___ Supplied data ___

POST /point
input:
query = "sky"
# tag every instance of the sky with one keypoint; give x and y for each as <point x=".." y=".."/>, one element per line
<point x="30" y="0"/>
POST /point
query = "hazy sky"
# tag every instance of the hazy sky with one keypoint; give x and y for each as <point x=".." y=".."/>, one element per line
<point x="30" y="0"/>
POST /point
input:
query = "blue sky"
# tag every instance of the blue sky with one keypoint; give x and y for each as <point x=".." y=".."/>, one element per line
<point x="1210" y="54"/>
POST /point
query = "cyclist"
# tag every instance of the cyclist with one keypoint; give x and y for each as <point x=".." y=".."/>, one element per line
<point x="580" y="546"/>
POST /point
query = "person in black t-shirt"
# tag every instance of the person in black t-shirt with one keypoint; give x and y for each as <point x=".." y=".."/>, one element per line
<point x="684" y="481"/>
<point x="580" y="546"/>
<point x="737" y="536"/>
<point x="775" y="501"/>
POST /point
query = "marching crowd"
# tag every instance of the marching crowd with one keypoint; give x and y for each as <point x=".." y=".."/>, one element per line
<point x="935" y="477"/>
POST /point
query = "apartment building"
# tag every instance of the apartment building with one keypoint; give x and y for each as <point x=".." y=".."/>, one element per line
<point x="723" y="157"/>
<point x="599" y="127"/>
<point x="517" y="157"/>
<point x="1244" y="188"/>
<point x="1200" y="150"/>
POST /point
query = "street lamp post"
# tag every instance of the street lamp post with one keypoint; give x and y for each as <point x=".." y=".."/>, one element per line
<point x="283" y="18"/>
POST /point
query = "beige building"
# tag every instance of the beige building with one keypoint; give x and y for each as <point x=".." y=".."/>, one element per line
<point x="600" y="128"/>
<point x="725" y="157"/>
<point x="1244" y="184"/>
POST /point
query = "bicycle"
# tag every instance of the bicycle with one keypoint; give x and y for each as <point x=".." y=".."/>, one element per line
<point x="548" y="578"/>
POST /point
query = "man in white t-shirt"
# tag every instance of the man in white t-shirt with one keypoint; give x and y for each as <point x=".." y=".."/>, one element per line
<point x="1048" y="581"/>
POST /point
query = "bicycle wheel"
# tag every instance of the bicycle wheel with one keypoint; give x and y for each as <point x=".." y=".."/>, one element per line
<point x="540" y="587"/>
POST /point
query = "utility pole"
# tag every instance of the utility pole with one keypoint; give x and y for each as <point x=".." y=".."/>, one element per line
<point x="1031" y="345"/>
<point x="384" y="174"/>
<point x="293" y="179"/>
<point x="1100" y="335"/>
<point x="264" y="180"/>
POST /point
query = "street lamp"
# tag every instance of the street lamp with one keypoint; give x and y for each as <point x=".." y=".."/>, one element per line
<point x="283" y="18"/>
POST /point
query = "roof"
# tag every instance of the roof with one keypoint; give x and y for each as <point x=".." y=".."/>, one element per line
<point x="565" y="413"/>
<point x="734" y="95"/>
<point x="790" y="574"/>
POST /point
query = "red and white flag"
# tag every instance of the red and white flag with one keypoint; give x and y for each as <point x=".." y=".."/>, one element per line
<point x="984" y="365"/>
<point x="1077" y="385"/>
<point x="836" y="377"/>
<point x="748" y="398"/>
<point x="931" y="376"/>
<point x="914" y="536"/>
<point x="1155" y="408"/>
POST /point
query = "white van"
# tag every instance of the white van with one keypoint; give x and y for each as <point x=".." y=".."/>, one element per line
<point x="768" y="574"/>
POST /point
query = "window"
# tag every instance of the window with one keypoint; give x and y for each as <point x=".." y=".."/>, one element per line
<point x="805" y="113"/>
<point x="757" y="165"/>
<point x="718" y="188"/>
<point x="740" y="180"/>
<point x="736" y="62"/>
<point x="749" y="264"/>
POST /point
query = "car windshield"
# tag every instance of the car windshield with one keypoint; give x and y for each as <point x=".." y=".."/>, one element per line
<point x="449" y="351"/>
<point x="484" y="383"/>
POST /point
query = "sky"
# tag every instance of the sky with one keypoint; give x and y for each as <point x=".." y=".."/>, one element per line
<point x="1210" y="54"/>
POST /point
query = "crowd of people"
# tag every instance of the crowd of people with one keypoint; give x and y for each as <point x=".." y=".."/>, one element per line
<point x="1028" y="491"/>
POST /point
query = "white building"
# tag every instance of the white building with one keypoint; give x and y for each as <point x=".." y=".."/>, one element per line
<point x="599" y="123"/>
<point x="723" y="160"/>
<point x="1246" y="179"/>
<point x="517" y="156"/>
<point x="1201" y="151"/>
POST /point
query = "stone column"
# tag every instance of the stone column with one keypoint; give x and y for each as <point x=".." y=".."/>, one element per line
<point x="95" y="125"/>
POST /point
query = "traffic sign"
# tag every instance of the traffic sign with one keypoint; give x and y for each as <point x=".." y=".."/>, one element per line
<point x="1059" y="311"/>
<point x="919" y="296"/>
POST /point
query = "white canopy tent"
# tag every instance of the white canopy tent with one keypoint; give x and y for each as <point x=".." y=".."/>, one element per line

___

▸ What is asked:
From the records above, extract every entry exactly as given.

▸ Answer to this problem:
POST /point
input:
query = "sky"
# tag every instance of the sky with one keypoint; give x and y for each as <point x=".." y=".."/>, one element per line
<point x="30" y="0"/>
POST /point
query = "hazy sky"
# tag every instance of the hazy sky with one keypoint; give x and y for each as <point x=".." y=".."/>, one element per line
<point x="30" y="0"/>
POST /point
input:
query = "blue sky"
# tag every instance of the blue sky with one keypoint; give x and y for each as <point x=".." y=".."/>, one element per line
<point x="1210" y="54"/>
POST /point
query = "cyclist"
# tag every instance of the cyclist with one keypoint; give x and y for each as <point x=".." y=".."/>, one element per line
<point x="580" y="546"/>
POST /point
query = "person in black t-shirt"
# tag every instance of the person in black t-shirt with one keypoint; give x and y for each as <point x=".." y=".."/>, one element per line
<point x="684" y="481"/>
<point x="580" y="546"/>
<point x="737" y="536"/>
<point x="775" y="501"/>
POST /point
query = "marching crowd"
# tag every instance of the marching crowd with one keypoint; give x and y for each as <point x=".." y=".."/>, one element per line
<point x="935" y="477"/>
POST /point
query = "apartment building"
# tag every instance of the apartment building with one keypoint; give x and y for each as <point x=".." y=".."/>, one element per line
<point x="723" y="157"/>
<point x="599" y="127"/>
<point x="517" y="157"/>
<point x="1244" y="188"/>
<point x="1200" y="150"/>
POST /point
query = "street lamp post"
# tag every instance of the street lamp post with one keypoint; give x and y for each as <point x=".." y=".."/>, one element per line
<point x="283" y="18"/>
POST /point
query = "beige building"
# tag every instance of the beige building with one keypoint; give x and y for each as <point x=".." y=".."/>, one element per line
<point x="600" y="128"/>
<point x="725" y="157"/>
<point x="1244" y="184"/>
POST /point
query = "bicycle"
# tag every instance of the bicycle with one keypoint; give x and y for each as <point x=".." y=".."/>, one element per line
<point x="548" y="578"/>
POST /point
query = "man in white t-shirt"
# tag every instance of the man in white t-shirt with one keypoint; give x and y for each as <point x=".." y=".."/>, one element per line
<point x="1048" y="581"/>
POST /point
query = "bicycle wheel"
# tag every instance of the bicycle wheel with one keypoint; give x and y for each as <point x=".." y=".."/>, one element per line
<point x="540" y="587"/>
POST /point
query = "utility pole"
# tag every instance of the utility pole with one keypoint; give x and y for each as <point x=".." y=".."/>, one element per line
<point x="1031" y="345"/>
<point x="384" y="174"/>
<point x="293" y="179"/>
<point x="1100" y="335"/>
<point x="264" y="180"/>
POST /point
query = "street lamp"
# tag every instance of the street lamp with one keypoint; give x and y for each as <point x=".." y=".."/>, one element per line
<point x="283" y="18"/>
POST /point
query = "roof"
# tag every instance of the roof with one keypoint; give x and y for each as <point x=".." y=".."/>, one element per line
<point x="565" y="413"/>
<point x="734" y="95"/>
<point x="790" y="574"/>
POST /point
query = "red and white flag"
# tag every instance of the red and white flag with one keypoint; give x and y for each as <point x=".." y=".."/>, one element per line
<point x="984" y="365"/>
<point x="1077" y="385"/>
<point x="836" y="377"/>
<point x="748" y="398"/>
<point x="931" y="376"/>
<point x="914" y="536"/>
<point x="1155" y="408"/>
POST /point
query = "white van"
# tag every instance of the white van with one keypoint; give x and y for each as <point x=".." y=".."/>, one element per line
<point x="768" y="574"/>
POST /point
query = "window"
# tag every instance of the window with one keypoint; give x and y for each as <point x=".." y=".."/>, one element per line
<point x="805" y="113"/>
<point x="757" y="165"/>
<point x="718" y="188"/>
<point x="740" y="180"/>
<point x="736" y="62"/>
<point x="749" y="264"/>
POST /point
query = "car windshield"
# tag every instance of the car windshield with one keypoint; give x and y for each as <point x=".." y=".."/>, one element per line
<point x="449" y="351"/>
<point x="484" y="383"/>
POST /point
query = "sky"
# tag every instance of the sky with one keypoint; give x and y for each as <point x=".." y=".."/>, one element per line
<point x="1210" y="54"/>
POST /point
query = "crowd of people"
# tag every instance of the crowd of people with one keypoint; give x and y for each as <point x=".." y=".."/>, one element per line
<point x="1028" y="491"/>
POST /point
query = "white building"
# tag every instance of the white building with one keypoint; give x and y for each as <point x=".." y=".."/>, one element per line
<point x="599" y="123"/>
<point x="723" y="160"/>
<point x="1246" y="179"/>
<point x="517" y="156"/>
<point x="1201" y="151"/>
POST /point
query = "stone column"
# tag every instance of the stone column with one keypoint; give x and y for each as <point x=".." y=".."/>, one element per line
<point x="95" y="125"/>
POST /point
query = "traffic sign"
# tag every instance of the traffic sign with one keypoint; give x and y for each as <point x=".." y=".."/>, one element per line
<point x="1059" y="311"/>
<point x="919" y="296"/>
POST /point
query = "white canopy tent"
# tag every instance of the white canopy tent with one keypoint; give x and y for each as <point x=".." y=".."/>, one element per line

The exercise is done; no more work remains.